◆ Excerpt to read:
+ + + + +

Would it be worth using the custom HOMD database itself for the PICRUST2 analysis?

With respect to the usage of custom reference database, I have completed till the sequence placement step. Now to proceed with the hidden state prediction step, can you suggest some ways on to generate the traits_count table. I saw Gavin's earlier comments on compiling those tables from various sources. Is there a simple way to construct those tables?

Thanks,

Brintha

On Monday, September 9, 2024 at 6:50:21 PM UTC+5:30 roby...@gmail.com wrote:

Robyn Wright

unread,

Sep 12, 2024, 2:14:54 PM9/12/24

to picrust-users

Hi there,

I'm not entirely sure which database you use, as QIIME2 has a few options for databases. The most frequently used one has been the one based on Silva V138, but Greengenes 2 will probably also be popular now that it is available. I assume that you are using oral microbiome samples (as you are interested in the HOMD), and in this study I actually compared several different classification methods on oral microbiome samples (as requested by a reviewer). We didn't really find any taxa that were not classified below the kingdom level, so I am surprised that you have many of these.

Your taxonomic classifications will not be affected by which database you use for PICRUSt2, and I imagine that you will be better off using PICRUSt2 with the default database, for which the predictions have been validated across multiple datasets, than with a custom database, although if I were you, I would likely explore the predictions from both. I imagine they will be different from one another, but whether the differences are meaningful is another question.

To get the trait tables, you could either re-annotate all of the genomes within HOMD, or - if I were you - I would just generate the ones that you can based on the annotations that exist within HOMD. I would probably take the tsv version of the prokka annotations (i.e., the ones that are found here). You could take the NCBI annotations, but you'd probably need to compile them yourself from the gff files. For compiling the tables, I would just create a genome x EC/COG/whatever level of function you are interested in, where each cell has a count of that function within the genome.

Hope that's helpful!

Robyn

Hi Robyn,

Thank you so much for the details. I will look into the JGI genome database.

+ + + + +

◆ Provided data:
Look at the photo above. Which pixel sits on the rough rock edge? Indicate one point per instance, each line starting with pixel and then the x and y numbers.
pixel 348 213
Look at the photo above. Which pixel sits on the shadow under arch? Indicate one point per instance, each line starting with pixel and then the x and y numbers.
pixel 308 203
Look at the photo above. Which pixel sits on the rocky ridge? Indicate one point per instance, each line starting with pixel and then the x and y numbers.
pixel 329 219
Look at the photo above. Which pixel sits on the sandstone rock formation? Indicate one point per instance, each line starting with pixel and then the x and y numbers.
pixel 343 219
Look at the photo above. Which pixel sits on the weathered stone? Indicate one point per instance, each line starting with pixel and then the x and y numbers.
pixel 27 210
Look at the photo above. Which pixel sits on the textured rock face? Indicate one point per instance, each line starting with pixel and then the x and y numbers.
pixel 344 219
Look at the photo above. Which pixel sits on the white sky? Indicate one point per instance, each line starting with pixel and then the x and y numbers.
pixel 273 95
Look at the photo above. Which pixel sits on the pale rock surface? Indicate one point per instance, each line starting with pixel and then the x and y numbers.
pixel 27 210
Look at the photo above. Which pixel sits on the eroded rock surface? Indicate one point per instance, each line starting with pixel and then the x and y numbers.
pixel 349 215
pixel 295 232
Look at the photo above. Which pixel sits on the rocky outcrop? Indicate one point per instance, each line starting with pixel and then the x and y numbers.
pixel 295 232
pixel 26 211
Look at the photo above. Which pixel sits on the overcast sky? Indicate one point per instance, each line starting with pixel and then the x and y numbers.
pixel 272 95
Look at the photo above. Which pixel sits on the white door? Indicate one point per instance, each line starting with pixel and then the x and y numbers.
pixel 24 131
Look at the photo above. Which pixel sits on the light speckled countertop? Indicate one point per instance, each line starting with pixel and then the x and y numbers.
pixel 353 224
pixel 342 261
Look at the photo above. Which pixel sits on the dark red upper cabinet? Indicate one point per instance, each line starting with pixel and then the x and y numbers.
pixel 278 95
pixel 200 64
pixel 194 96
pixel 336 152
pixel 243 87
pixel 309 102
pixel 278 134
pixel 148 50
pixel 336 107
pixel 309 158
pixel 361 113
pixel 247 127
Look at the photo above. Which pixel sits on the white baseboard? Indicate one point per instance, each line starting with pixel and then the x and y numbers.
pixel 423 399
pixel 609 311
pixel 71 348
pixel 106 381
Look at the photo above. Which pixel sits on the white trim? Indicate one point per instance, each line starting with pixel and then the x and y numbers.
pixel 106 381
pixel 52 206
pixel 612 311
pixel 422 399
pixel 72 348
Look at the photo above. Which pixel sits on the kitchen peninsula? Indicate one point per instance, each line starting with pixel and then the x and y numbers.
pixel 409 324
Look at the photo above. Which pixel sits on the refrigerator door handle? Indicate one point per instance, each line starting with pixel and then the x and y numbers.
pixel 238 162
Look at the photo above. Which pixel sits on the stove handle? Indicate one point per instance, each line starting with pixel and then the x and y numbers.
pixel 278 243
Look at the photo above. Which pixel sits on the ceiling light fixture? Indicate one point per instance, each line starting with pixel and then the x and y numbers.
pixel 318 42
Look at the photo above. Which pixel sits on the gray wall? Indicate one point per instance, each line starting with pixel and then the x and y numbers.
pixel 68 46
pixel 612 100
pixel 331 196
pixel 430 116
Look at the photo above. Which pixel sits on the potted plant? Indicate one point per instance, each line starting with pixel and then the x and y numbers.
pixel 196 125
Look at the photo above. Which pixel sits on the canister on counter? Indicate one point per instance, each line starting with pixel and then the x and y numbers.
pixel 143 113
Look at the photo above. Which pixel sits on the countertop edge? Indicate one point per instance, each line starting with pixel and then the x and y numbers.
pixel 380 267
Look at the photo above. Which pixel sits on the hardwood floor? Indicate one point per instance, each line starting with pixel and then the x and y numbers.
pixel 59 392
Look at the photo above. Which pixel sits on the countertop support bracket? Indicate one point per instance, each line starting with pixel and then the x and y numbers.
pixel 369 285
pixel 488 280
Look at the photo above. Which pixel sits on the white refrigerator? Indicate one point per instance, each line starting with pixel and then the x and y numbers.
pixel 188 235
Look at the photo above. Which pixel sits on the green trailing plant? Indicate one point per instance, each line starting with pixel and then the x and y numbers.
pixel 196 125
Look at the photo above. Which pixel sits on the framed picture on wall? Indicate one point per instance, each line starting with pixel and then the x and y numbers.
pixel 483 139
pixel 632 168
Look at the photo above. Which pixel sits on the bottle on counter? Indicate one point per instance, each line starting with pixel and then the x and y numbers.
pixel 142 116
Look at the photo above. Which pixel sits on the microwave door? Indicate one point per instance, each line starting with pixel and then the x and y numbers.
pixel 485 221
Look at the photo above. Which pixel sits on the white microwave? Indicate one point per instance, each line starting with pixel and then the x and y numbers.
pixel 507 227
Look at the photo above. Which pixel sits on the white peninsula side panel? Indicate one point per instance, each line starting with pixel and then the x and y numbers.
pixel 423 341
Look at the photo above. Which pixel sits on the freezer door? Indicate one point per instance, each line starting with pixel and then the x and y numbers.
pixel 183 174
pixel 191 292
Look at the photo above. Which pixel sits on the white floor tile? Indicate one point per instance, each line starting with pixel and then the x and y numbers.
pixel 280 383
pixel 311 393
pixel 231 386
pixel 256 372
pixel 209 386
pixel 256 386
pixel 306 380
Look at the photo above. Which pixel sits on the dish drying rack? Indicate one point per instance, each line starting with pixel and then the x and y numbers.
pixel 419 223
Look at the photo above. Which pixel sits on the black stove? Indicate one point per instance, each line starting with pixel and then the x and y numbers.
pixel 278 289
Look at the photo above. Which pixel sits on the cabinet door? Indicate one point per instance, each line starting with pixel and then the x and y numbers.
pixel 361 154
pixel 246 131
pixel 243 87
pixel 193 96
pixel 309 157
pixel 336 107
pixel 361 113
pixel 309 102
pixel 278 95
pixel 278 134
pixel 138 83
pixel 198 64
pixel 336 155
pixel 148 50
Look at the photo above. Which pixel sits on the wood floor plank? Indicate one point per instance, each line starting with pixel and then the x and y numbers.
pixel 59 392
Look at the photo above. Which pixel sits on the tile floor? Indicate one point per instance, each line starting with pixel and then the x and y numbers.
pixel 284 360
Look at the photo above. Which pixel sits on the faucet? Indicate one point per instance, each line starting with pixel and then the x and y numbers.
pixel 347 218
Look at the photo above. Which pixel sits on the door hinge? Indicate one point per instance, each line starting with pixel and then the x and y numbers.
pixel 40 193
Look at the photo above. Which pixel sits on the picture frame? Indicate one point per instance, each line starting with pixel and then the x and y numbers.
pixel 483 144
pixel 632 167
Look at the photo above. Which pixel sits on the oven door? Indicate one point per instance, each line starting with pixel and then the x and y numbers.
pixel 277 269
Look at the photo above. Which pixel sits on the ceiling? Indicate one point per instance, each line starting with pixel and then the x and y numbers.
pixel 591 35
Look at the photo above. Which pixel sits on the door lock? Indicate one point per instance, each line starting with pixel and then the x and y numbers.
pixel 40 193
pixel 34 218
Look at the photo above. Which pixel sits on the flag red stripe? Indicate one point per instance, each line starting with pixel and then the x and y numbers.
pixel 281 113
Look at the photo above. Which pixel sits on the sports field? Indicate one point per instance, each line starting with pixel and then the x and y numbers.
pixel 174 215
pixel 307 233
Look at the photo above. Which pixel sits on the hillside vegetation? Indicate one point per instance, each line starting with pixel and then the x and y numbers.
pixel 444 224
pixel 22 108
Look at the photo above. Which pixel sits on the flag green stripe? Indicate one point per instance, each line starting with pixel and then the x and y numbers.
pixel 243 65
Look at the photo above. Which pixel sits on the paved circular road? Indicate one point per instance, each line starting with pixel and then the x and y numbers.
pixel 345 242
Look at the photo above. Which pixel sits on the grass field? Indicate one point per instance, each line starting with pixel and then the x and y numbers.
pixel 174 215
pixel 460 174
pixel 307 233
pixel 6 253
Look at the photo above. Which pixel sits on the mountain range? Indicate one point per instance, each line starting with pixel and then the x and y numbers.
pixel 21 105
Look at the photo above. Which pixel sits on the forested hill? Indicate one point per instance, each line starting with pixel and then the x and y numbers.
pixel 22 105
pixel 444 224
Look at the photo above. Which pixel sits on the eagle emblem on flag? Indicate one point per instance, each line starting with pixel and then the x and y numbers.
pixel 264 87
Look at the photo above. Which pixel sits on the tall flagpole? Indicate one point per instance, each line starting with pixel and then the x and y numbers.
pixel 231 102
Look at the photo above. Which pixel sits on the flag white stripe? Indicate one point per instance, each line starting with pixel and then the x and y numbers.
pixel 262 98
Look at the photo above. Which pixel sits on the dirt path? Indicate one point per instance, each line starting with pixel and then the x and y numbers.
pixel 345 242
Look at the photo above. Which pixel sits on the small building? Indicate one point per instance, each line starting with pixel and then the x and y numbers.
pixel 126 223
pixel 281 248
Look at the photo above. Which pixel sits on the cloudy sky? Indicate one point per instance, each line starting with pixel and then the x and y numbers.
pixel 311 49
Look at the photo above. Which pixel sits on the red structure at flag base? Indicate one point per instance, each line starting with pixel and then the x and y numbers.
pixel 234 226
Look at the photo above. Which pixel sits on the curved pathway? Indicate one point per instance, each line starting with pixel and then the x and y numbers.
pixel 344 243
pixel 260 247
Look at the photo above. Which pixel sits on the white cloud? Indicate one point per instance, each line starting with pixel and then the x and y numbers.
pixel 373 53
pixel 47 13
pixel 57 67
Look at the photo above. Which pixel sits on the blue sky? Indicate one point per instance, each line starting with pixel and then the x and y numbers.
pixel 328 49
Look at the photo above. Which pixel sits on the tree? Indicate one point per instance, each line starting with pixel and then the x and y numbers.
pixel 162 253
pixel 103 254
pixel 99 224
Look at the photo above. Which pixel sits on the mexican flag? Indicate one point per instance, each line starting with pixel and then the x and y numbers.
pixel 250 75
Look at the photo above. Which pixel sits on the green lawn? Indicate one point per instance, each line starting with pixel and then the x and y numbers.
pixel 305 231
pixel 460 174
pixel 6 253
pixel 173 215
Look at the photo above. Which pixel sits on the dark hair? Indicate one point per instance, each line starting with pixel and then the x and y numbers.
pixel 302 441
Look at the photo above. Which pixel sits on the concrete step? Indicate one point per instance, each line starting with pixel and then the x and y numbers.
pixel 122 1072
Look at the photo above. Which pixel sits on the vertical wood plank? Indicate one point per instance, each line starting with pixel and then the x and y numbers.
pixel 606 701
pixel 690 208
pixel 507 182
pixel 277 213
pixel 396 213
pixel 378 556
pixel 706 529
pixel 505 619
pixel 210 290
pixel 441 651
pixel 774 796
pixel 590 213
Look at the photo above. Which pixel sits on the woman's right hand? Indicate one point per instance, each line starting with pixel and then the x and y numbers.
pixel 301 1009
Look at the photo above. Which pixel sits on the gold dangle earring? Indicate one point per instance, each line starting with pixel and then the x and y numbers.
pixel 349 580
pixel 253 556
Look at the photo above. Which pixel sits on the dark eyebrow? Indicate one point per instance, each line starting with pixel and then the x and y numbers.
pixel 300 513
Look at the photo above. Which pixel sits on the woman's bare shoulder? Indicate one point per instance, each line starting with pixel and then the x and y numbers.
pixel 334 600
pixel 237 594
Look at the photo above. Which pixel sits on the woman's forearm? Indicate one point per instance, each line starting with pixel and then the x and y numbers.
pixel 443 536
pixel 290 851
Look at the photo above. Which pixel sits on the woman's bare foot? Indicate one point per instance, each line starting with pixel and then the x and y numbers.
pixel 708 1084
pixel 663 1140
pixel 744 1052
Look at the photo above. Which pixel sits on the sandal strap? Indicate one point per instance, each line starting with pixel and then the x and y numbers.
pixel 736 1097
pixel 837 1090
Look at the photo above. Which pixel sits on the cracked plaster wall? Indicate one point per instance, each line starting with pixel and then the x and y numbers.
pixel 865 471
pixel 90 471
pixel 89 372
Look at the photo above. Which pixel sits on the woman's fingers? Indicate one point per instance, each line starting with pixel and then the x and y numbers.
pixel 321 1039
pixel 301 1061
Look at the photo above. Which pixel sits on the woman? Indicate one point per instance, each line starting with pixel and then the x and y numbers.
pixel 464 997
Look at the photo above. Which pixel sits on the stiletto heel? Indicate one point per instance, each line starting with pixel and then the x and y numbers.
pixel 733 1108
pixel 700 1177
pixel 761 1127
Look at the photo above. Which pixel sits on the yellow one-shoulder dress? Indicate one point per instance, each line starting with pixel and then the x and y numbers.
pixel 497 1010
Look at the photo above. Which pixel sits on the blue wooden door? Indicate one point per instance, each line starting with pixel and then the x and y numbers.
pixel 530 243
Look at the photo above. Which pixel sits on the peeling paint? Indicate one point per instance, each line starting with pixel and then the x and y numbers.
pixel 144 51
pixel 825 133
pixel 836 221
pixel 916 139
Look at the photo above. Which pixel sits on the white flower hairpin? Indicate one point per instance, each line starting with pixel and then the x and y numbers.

+ + + + +

◆ Directions:
a) Please rewrite the paragraph of the PICRUSt2 thread that begins "To get the trait tables" as a brief bulleted list, keeping its main facts.
b) Resume the PICRUSt2 thread after its last line.
You won't need the data.

◆ Answers below:
a)
- There are two options: re-annotate all genomes in HOMD, or build only the tables possible from annotations already in HOMD. The second option is the one suggested.
- Suggested source: the tsv version of the prokka annotations.
- NCBI annotations could also be used, but they would probably have to be compiled from the gff files.
- Table layout: genome × EC/COG (or whatever function level is of interest), with each cell holding that function's count within the genome.

b)
To elaborate, in my current analysis I used Picrust2 tool for functional profiling and taxonomy classification of the sequences was performed using Dada2+Qimme2's Naive classifier. I tried to check the taxonomy of the sequences contributing to some random pathways. Most of the sequences that were assigned the taxonomy (Kingdom:Bacteria) have contributed to the pathways instead of the sequences that were assigned some species. So I tried checking some random 5 such sequences using BLAST and most of them were mapped to uncultured_bacterium_partial_strain_16S.

Would it be worth using the custom HOMD database itself for the PICRUST2 analysis?

With respect to the usage of custom reference database, I have completed till the sequence placement step. Now to proceed with the hidden state prediction step, can you suggest some ways on to generate the traits_count table. I saw Gavin's earlier comments on compiling those tables from various sources. Is there a simple way to construct those tables?

Thanks,

Brintha

Brintha V P cs18d017

unread,

Sep 13, 2024, 11:18:03 AM9/13/24

to picrust-users

Thank you so much for the detailed clarification Robyn.

I have used the eHOMD sequences to train the naive bayesian classifier in Qiime and there exist taxons in eHOMD such that they have only one corresponding sequence. That might be the reason why certain sequences are assigned only upto Kingdom level as explained in this article. If the number of sequences are increased for taxonomy classification, then Picrust2 with default database itself be suffice as IMG itself covers most of the taxonomies in HOMD database.

You prompt replies were extremely helpful to figure out the issue. Thanks a lot !!